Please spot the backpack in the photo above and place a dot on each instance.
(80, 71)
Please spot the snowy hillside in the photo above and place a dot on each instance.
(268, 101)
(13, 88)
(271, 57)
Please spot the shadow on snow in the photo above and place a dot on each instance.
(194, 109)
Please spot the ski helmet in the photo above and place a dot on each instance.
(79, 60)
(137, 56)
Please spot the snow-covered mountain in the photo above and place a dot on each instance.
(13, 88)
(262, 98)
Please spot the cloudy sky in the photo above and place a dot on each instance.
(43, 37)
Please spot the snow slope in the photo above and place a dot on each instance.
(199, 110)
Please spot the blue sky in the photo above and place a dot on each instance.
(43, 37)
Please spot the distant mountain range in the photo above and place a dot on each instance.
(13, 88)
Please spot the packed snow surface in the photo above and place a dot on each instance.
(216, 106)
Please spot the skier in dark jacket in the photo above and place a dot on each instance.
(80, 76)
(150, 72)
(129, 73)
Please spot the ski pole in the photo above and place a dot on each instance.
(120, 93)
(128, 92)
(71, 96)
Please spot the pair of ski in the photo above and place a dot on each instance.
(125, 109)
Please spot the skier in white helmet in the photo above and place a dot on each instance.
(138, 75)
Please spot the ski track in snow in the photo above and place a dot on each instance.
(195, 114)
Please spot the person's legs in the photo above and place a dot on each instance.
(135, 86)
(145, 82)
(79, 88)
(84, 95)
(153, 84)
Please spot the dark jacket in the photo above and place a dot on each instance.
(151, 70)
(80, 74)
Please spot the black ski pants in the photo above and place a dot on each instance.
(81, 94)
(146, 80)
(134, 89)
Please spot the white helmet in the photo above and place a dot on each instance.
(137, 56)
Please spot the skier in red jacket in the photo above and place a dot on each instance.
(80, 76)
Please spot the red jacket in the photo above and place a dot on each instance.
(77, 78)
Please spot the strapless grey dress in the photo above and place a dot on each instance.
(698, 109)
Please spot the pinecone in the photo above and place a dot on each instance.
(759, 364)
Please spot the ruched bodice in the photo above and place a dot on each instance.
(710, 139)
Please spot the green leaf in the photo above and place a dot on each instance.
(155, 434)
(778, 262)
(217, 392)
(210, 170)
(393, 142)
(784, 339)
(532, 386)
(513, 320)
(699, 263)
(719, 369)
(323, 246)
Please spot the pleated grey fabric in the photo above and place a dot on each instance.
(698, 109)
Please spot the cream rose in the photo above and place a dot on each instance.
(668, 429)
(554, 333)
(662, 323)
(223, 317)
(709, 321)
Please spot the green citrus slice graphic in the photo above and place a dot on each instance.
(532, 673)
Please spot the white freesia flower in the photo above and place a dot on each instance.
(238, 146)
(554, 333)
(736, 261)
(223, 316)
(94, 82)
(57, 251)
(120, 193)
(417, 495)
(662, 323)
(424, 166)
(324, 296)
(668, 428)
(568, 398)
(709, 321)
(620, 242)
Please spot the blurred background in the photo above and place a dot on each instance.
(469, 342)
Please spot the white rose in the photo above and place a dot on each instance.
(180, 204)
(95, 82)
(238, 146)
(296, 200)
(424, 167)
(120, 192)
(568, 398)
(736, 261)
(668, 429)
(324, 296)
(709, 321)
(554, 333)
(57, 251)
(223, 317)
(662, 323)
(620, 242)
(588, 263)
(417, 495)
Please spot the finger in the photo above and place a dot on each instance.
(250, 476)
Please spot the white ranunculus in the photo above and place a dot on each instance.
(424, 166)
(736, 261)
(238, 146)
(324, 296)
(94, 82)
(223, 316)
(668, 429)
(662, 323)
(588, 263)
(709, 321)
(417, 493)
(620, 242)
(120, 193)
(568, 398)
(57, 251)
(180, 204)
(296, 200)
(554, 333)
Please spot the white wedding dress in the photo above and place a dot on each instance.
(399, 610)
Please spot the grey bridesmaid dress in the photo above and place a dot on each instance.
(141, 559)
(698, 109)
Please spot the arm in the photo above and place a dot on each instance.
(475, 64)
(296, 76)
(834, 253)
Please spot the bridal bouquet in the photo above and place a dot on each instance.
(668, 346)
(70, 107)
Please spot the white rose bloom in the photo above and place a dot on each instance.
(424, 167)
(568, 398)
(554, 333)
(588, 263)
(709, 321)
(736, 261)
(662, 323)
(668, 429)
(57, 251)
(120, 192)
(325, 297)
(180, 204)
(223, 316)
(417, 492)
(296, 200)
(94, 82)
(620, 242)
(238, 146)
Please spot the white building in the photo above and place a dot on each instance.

————

# Work order
I'd like the entries above reproduced in full, exactly as they stand.

# Completed task
Please spot the backpack in the photo above and place a dot on each instance.
(80, 71)
Please spot the snowy hillside in the photo above and place a dot on each instance.
(268, 101)
(13, 88)
(271, 57)
Please spot the shadow on snow in the photo above and place a dot on each instance.
(194, 109)
Please spot the ski helmet in the photo above and place a dot on each instance.
(79, 60)
(137, 56)
Please spot the snow-covered mountain in the photo above and place a dot on each instance.
(13, 88)
(262, 98)
Please spot the cloudy sky in the photo above and place a dot on each instance.
(43, 37)
Please spot the snow slope in the photo above and place a dot on each instance.
(199, 110)
Please spot the blue sky in the photo above and place a dot on each instance.
(43, 37)
Please spot the distant mountain range in the photo above and place a dot on each instance.
(13, 88)
Please spot the packed snow surface in the photo above and place a dot on each instance.
(216, 106)
Please spot the skier in dark jacket in the photo above and place a dot on each instance.
(80, 76)
(150, 72)
(129, 73)
Please spot the ski pole in the photo above and place a dot on each instance.
(120, 93)
(128, 92)
(71, 96)
Please spot the pair of ski in the photo above and place a dot on each instance.
(125, 109)
Please spot the skier in white helmet in the photo above and place a dot on each instance.
(138, 75)
Please spot the ski track in snow in the photo above and place a dot on each instance.
(195, 114)
Please spot the person's legs in the photo above and place a dot on each instance.
(135, 86)
(145, 82)
(79, 88)
(84, 95)
(153, 84)
Please spot the dark jacket in the photo above and place a dot on each instance.
(151, 70)
(80, 74)
Please spot the black ski pants in the photo above and place a dot on each instance.
(81, 94)
(146, 80)
(134, 89)
Please spot the white helmet in the photo above and place a dot on each instance.
(137, 56)
Please spot the skier in red jacket in the photo above and place a dot on each instance.
(80, 76)
Please spot the red jacket in the photo above and place a dot on each instance.
(77, 78)
Please spot the strapless grey dress in the photo above and place a dot on each instance.
(698, 109)
Please spot the pinecone in the photo above and place a dot on each instance.
(759, 364)
Please spot the ruched bodice in the photo above and place a dot on each instance.
(710, 139)
Please spot the green leaf in the photo above and place a dot on each instance.
(155, 434)
(778, 262)
(217, 392)
(210, 170)
(393, 142)
(784, 339)
(532, 386)
(513, 320)
(699, 263)
(719, 369)
(323, 246)
Please spot the pleated grey fabric in the photo above and place a dot on each instance.
(698, 109)
Please spot the cream rose in the photo above and place a dot on each instance.
(668, 429)
(554, 333)
(662, 323)
(223, 317)
(709, 321)
Please spot the green citrus slice graphic in the photo above and place a dot on each instance.
(532, 673)
Please spot the white freesia flower in the photo above and place a dot on each instance.
(238, 146)
(554, 333)
(736, 261)
(223, 316)
(94, 82)
(57, 251)
(120, 193)
(417, 495)
(662, 323)
(424, 166)
(324, 296)
(668, 428)
(568, 398)
(709, 321)
(620, 242)
Please spot the blurred background in the photo above and place a dot on each instance.
(469, 342)
Please spot the white rose in the photo above and place a dot on each instance.
(180, 204)
(95, 82)
(238, 146)
(296, 200)
(424, 167)
(120, 192)
(568, 398)
(736, 261)
(668, 429)
(324, 296)
(709, 321)
(554, 333)
(57, 251)
(223, 317)
(662, 323)
(620, 242)
(588, 263)
(417, 495)
Please spot the finger in the photo above and place a dot on each instance.
(250, 476)
Please spot the white ranunculus in the photo above and place a dot on each instance.
(424, 166)
(736, 261)
(238, 146)
(324, 296)
(94, 82)
(223, 316)
(668, 429)
(662, 323)
(588, 263)
(709, 321)
(417, 493)
(620, 242)
(120, 193)
(568, 398)
(57, 251)
(180, 204)
(296, 200)
(554, 333)
Please spot the white wedding dress in the photo above and place a dot on each instance.
(399, 610)
Please spot the grey bridesmaid dress in the photo above and place a dot on each instance.
(141, 559)
(698, 109)
Please spot the arm in the photo above and place a dot on each instance.
(475, 64)
(296, 76)
(834, 253)
Please spot the bridal bouquet in the photo above and place a dot on each instance.
(668, 346)
(70, 107)
Please spot the white rose bloom in the photo above and place a dot on each instance.
(424, 167)
(568, 398)
(554, 333)
(588, 263)
(709, 321)
(736, 261)
(662, 323)
(668, 429)
(57, 251)
(120, 192)
(325, 297)
(180, 204)
(223, 316)
(417, 492)
(296, 200)
(94, 82)
(620, 242)
(238, 146)
Please spot the white building in the photo above and place a dot on each instance.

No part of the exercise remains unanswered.